[Passage shown Boundary: Start]
Childhood abuse and neglect may increase risk for basal cell carcinoma and its recurrence, according to a study in the Archives of General Psychiatry.
According to the new report, skin cancer patients who were neglected or maltreated by their parents are at a much greater risk for their cancers to return when they face a major stressful event.
"This is the first study to show that troubled early parental experiences, in combination with a severe life event in the past year, predict local immune responses to a basal cell carcinoma tumor," wrote study author Christopher Fagundes, PhD, a postdoctoral researcher at the Ohio State University Medical Center, in Columbus. "This expands the growing evidence that the consequences of early parental experiences extend well beyond childhood."
The researchers looked at 91 men and women who previously had a basal cell tumor. Each of the participants were given a battery of surveys and interviews including questions about their childhood. Researchers also analyzed tissue from their skin tumors for the presence of four types of messenger RNA. They found that skin cancer patients who had a severe, stressful life event in the last year, and who experienced neglect or maltreatment from their mothers or fathers as children, had a substantial drop in their immune response to the tumors.
[Passage shown Boundary: End]
[Input data Boundary: Start]
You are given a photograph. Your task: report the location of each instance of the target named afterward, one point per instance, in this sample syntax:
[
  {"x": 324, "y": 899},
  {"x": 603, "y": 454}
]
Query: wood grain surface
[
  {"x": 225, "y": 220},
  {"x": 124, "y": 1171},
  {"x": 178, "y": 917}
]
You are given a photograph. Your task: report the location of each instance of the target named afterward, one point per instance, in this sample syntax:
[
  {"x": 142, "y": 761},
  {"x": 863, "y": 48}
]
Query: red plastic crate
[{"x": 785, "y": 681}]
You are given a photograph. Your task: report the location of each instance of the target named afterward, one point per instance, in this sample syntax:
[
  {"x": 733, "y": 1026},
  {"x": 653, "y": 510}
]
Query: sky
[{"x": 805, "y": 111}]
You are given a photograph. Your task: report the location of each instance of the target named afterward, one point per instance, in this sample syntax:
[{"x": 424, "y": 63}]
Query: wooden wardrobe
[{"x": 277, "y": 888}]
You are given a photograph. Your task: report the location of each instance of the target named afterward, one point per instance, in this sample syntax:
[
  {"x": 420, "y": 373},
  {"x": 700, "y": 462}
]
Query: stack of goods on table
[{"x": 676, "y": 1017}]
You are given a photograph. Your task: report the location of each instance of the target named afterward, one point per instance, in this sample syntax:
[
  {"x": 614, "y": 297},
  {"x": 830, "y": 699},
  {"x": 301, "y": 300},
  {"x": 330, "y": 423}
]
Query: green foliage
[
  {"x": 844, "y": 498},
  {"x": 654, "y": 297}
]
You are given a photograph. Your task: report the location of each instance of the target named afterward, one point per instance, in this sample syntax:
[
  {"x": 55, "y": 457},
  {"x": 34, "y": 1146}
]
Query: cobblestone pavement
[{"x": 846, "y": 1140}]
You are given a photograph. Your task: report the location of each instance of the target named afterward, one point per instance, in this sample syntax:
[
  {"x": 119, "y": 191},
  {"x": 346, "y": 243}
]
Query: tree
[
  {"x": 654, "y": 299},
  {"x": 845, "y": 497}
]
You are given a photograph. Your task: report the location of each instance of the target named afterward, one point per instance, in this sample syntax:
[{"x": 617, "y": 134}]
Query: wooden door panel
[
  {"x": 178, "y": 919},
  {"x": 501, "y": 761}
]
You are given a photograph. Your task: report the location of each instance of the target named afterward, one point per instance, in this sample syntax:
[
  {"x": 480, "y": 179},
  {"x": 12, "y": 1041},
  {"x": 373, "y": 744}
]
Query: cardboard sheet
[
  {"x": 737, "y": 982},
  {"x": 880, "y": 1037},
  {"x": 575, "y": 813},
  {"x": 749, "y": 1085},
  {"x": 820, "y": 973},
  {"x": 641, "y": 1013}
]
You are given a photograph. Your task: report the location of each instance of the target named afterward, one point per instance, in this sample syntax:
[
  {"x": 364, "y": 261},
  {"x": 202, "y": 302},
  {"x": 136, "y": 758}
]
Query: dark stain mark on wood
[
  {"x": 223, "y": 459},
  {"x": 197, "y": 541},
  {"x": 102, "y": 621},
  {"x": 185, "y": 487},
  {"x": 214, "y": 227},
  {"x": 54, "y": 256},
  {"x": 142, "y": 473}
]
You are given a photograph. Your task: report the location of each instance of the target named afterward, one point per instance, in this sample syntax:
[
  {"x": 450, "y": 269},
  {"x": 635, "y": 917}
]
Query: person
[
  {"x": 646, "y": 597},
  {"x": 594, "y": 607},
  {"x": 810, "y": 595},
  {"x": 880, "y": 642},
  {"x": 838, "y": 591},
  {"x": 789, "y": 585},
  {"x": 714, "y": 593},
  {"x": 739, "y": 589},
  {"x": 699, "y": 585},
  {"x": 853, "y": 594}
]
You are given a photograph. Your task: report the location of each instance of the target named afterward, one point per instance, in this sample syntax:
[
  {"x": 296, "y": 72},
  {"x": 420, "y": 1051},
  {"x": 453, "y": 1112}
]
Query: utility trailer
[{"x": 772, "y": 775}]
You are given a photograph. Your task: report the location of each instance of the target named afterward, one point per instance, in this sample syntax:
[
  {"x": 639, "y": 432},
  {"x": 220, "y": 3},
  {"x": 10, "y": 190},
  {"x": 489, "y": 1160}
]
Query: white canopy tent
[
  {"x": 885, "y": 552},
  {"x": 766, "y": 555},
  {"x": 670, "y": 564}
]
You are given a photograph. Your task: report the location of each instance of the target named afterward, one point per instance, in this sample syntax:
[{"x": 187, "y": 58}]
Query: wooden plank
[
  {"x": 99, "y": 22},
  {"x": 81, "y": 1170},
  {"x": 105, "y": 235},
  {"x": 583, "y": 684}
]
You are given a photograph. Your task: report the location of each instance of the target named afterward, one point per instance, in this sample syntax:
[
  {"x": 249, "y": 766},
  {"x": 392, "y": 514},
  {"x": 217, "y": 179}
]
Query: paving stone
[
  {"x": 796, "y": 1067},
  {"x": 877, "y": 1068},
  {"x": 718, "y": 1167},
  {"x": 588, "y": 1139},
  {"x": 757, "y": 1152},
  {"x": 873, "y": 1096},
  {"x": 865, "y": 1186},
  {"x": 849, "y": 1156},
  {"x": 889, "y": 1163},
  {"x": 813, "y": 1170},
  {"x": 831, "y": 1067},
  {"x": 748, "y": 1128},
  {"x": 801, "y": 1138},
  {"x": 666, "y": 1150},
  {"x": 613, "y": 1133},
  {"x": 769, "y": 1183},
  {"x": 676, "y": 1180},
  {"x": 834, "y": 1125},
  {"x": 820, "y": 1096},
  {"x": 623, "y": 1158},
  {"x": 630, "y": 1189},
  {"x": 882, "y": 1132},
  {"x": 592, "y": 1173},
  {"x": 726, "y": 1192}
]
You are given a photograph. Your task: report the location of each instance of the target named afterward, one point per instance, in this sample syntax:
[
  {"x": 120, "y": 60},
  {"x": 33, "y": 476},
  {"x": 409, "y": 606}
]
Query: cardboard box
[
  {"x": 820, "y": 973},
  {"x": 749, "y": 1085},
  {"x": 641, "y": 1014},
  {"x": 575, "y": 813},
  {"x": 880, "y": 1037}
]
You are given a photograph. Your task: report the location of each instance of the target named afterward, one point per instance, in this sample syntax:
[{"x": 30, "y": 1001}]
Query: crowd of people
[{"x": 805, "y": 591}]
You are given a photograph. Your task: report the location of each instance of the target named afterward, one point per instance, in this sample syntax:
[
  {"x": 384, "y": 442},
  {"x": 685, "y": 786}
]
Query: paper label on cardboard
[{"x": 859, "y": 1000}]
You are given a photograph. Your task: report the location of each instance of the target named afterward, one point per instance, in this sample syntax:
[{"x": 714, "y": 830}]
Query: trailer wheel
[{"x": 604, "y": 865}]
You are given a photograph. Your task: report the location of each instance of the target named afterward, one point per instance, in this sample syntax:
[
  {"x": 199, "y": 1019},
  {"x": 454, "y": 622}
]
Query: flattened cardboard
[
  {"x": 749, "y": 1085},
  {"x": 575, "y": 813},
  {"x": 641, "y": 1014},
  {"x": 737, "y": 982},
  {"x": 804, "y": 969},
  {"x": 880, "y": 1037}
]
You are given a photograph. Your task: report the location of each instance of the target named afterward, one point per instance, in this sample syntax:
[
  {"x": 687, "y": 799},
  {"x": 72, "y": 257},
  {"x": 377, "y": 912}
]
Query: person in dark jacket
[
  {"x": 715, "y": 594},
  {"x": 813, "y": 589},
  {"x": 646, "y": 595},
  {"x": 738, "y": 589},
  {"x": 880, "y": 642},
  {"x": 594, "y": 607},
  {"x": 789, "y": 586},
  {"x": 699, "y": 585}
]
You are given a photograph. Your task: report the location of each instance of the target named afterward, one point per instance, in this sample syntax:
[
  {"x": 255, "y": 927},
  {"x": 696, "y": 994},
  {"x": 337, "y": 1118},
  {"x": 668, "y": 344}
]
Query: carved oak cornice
[Input data Boundary: End]
[Input data Boundary: Start]
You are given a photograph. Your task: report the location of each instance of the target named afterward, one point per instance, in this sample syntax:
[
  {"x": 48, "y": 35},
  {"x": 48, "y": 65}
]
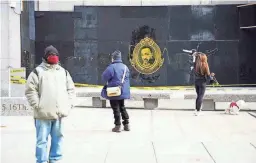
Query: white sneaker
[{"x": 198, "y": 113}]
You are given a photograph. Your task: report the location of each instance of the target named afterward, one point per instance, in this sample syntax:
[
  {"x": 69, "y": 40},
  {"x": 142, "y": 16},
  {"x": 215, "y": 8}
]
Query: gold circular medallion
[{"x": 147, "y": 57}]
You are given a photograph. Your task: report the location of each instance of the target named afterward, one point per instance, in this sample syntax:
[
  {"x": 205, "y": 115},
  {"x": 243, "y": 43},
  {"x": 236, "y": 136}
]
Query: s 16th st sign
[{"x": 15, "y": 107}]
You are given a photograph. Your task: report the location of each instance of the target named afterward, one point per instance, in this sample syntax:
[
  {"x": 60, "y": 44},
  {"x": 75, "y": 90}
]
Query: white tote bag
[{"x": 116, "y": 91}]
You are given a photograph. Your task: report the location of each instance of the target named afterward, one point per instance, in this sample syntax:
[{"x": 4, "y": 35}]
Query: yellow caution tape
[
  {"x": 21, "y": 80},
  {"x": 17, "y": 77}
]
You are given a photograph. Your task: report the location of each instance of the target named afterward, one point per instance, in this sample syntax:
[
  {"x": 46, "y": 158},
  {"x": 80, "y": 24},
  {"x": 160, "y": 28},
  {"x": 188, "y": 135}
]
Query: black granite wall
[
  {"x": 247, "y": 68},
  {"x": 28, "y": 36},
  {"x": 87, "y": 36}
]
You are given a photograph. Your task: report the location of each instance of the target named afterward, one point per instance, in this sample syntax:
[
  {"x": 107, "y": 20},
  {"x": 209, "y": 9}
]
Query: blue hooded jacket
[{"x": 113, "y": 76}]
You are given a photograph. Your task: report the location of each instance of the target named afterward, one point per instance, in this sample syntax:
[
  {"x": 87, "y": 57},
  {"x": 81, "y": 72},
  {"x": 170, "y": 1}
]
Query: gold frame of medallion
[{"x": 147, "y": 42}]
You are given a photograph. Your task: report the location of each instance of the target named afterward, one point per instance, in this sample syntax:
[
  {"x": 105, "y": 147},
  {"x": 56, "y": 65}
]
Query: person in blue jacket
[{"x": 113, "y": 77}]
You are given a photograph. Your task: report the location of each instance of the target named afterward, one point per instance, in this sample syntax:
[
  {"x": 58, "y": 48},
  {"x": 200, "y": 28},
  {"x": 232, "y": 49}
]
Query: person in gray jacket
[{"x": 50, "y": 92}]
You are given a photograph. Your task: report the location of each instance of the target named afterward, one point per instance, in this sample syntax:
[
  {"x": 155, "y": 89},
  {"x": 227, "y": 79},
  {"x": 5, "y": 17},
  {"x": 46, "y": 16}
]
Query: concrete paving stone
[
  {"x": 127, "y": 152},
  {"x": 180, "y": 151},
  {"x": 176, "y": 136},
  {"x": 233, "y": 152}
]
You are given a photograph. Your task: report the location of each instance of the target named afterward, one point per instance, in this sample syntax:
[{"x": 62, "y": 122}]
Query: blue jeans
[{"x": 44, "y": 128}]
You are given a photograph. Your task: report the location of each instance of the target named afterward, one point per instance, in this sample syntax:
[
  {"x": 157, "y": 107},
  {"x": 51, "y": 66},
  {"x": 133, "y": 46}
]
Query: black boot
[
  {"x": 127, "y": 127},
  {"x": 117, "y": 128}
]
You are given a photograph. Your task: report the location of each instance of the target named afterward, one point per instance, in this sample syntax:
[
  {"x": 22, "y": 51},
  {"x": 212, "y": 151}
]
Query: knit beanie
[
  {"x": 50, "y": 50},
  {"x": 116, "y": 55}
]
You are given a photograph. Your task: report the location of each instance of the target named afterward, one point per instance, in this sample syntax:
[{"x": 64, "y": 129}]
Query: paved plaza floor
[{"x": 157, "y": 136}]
[Input data Boundary: End]
[Input data Boundary: Start]
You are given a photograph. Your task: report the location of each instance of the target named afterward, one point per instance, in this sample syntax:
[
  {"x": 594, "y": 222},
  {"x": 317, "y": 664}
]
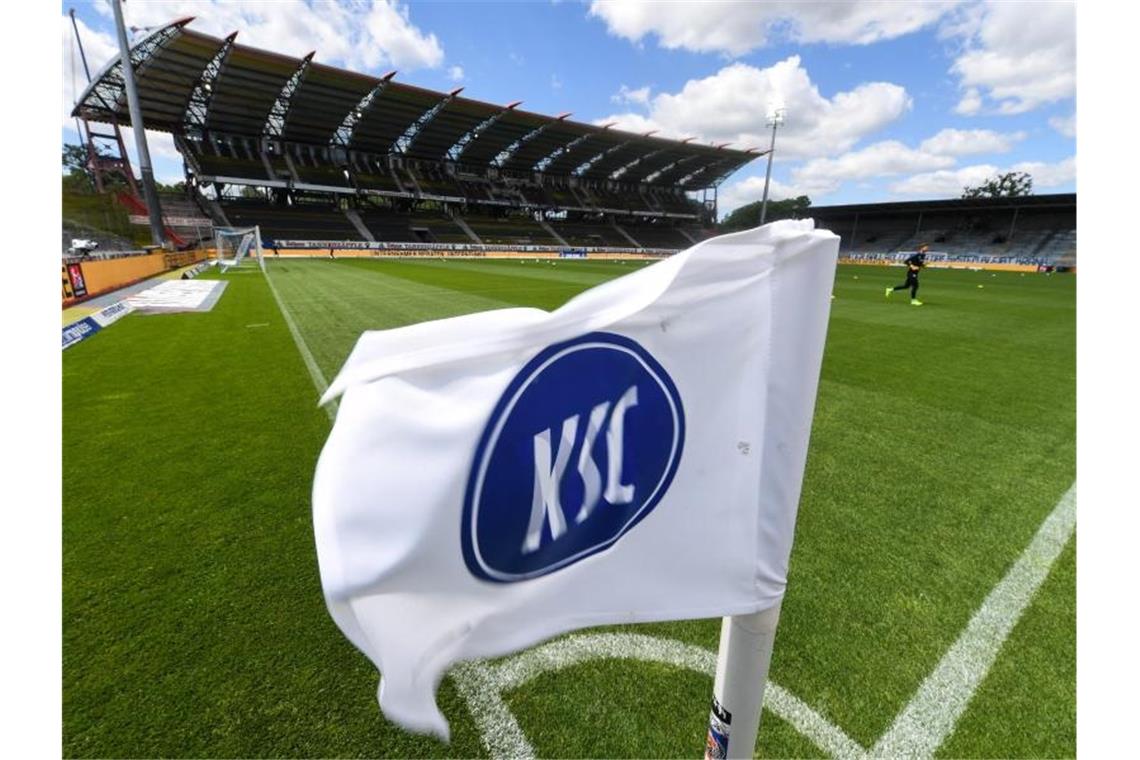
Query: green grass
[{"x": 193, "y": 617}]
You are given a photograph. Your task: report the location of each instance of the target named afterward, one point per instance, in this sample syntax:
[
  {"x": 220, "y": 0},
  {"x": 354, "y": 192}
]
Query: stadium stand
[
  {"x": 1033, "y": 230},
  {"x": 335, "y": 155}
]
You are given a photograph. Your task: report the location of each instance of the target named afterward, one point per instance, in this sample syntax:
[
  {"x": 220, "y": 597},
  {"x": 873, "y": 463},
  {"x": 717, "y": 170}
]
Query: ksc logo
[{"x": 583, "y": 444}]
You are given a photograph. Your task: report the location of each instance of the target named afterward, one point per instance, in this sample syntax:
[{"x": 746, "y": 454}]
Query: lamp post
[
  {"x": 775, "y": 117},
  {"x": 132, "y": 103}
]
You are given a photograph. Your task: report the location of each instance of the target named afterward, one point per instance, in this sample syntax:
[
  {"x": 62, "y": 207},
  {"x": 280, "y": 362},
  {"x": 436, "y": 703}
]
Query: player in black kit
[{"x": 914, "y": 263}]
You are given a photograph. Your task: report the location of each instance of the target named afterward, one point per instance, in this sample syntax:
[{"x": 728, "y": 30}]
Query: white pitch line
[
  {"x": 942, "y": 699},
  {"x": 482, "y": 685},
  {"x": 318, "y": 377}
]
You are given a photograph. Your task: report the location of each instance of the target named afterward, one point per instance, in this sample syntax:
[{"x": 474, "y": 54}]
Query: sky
[Input data Boundary: End]
■ Instructions to follow: Please reproduce word for word the part of the passage on childhood abuse and skin cancer that starts at "Childhood abuse and" and ends at "of General Psychiatry.".

■ Answer below:
Childhood abuse and neglect may increase risk for basal cell carcinoma and its recurrence, according to a study in the Archives of General Psychiatry.